§ **WORK REQUEST**:
For the material below, return exactly the lines starting at the one holding "Subject: dark shirt sleeve" and ending at the one holding "Subject: grass field", counting both as part of the range.

-----

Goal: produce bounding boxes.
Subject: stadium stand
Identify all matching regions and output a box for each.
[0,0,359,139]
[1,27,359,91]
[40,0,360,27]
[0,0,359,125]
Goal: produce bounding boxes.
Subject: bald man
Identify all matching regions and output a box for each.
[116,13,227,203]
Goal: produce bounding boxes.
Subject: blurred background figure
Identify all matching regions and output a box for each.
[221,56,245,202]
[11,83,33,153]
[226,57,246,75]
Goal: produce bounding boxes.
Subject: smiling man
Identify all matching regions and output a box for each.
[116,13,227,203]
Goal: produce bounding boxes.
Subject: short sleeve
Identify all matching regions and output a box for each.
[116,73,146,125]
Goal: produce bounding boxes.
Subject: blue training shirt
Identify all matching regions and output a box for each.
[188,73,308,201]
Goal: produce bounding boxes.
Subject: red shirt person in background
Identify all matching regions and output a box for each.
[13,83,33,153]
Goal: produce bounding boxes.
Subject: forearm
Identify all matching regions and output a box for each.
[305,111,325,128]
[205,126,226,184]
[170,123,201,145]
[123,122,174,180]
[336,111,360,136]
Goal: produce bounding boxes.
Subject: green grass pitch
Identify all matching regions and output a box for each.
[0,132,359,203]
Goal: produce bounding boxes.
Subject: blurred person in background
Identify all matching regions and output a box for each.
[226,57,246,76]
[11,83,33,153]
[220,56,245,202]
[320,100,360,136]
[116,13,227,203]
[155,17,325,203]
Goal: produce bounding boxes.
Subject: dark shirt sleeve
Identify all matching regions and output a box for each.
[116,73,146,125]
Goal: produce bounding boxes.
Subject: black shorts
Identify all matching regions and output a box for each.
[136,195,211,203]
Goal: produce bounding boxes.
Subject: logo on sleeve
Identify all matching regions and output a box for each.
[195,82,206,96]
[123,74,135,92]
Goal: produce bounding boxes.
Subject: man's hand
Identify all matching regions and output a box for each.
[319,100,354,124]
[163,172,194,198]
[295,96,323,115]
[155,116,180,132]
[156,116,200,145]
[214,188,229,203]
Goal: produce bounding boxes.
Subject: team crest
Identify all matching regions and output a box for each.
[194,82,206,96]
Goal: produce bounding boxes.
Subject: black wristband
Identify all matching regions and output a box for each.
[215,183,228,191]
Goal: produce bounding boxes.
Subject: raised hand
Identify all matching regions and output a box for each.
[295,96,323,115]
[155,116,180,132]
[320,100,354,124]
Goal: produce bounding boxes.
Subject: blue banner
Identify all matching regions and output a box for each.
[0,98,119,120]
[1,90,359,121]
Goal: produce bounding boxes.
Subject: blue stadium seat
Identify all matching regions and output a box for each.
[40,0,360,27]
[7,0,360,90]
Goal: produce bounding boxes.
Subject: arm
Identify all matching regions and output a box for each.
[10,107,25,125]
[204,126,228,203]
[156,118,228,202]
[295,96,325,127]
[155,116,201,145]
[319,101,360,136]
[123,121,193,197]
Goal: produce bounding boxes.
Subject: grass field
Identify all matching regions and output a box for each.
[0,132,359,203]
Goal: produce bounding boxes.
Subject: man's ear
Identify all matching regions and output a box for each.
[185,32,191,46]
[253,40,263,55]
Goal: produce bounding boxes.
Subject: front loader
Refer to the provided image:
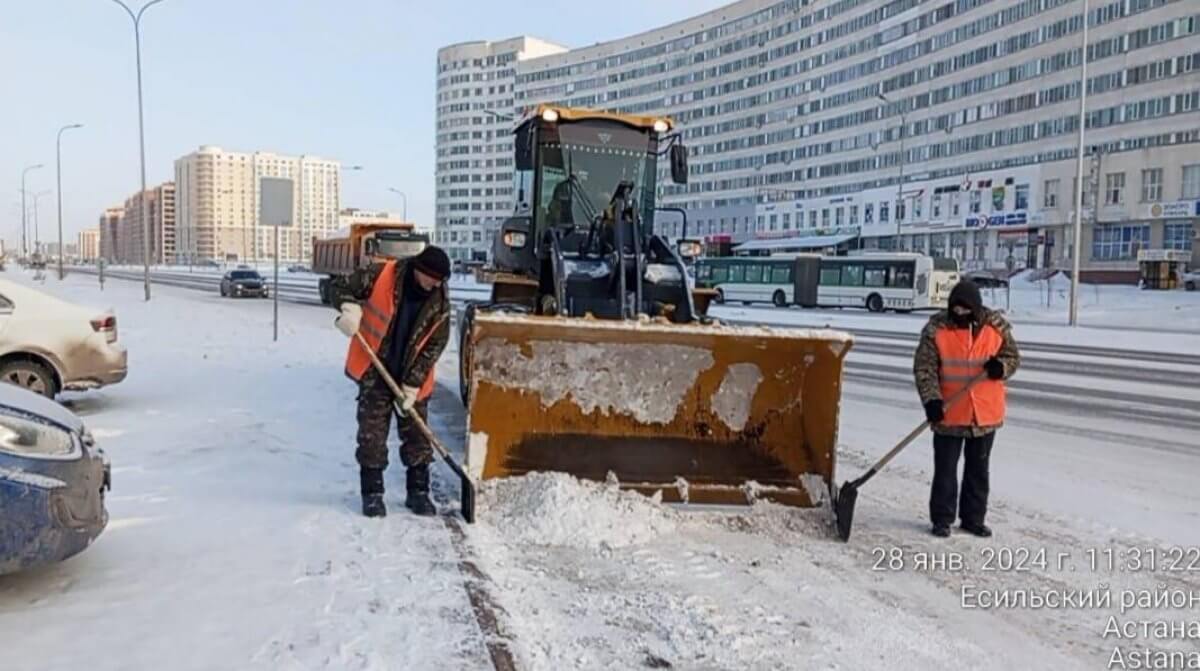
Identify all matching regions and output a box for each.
[458,106,852,508]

-----

§ **RESPONSE TO THIS TASK**:
Subject: dark shirt sleeve
Identify all matching regions and output a box for each.
[116,73,146,125]
Goal: produce bounding boxes.
Subject: black shorts
Identify all matching regions and output a box for each.
[136,195,211,203]
Goal: produce bounding boxes.
Subject: logo on sleeve
Identify all matching regions and output a box for each.
[195,82,206,96]
[123,74,135,92]
Goal: produce bounding boxes.
Subject: man's hand
Identify all matching regions and output a box for each.
[319,100,354,124]
[163,172,194,198]
[295,96,323,115]
[155,116,180,132]
[156,116,200,145]
[214,188,229,203]
Goal: produce bounding boxes.
Subject: team crest
Identify all matching regions and output a box for each.
[194,82,206,96]
Goal: produce bounding boxes.
Subject: black wristband
Identify all matching regions and output a box for each.
[215,183,228,191]
Goal: produce bounding boxes.
Subject: raised hand
Identify all matching regions and output a box for each.
[295,96,323,115]
[155,116,180,132]
[320,100,354,124]
Goal: produce bounding boxes.
Subject: blue banner
Identify all matching regions and output a box for each.
[0,98,119,120]
[1,90,359,121]
Goal: produce bounding boxes.
Subject: blue stadium seat
Identify all matching regions and output a box for each.
[40,0,360,27]
[7,0,360,90]
Goal: produce bounding boxes.
Subject: arm
Identify all matching regions and output a box for each.
[10,107,25,125]
[204,126,228,203]
[156,118,228,202]
[295,96,325,127]
[155,116,201,145]
[319,101,360,136]
[123,121,193,197]
Goal: produce bounding boxes.
Subject: grass field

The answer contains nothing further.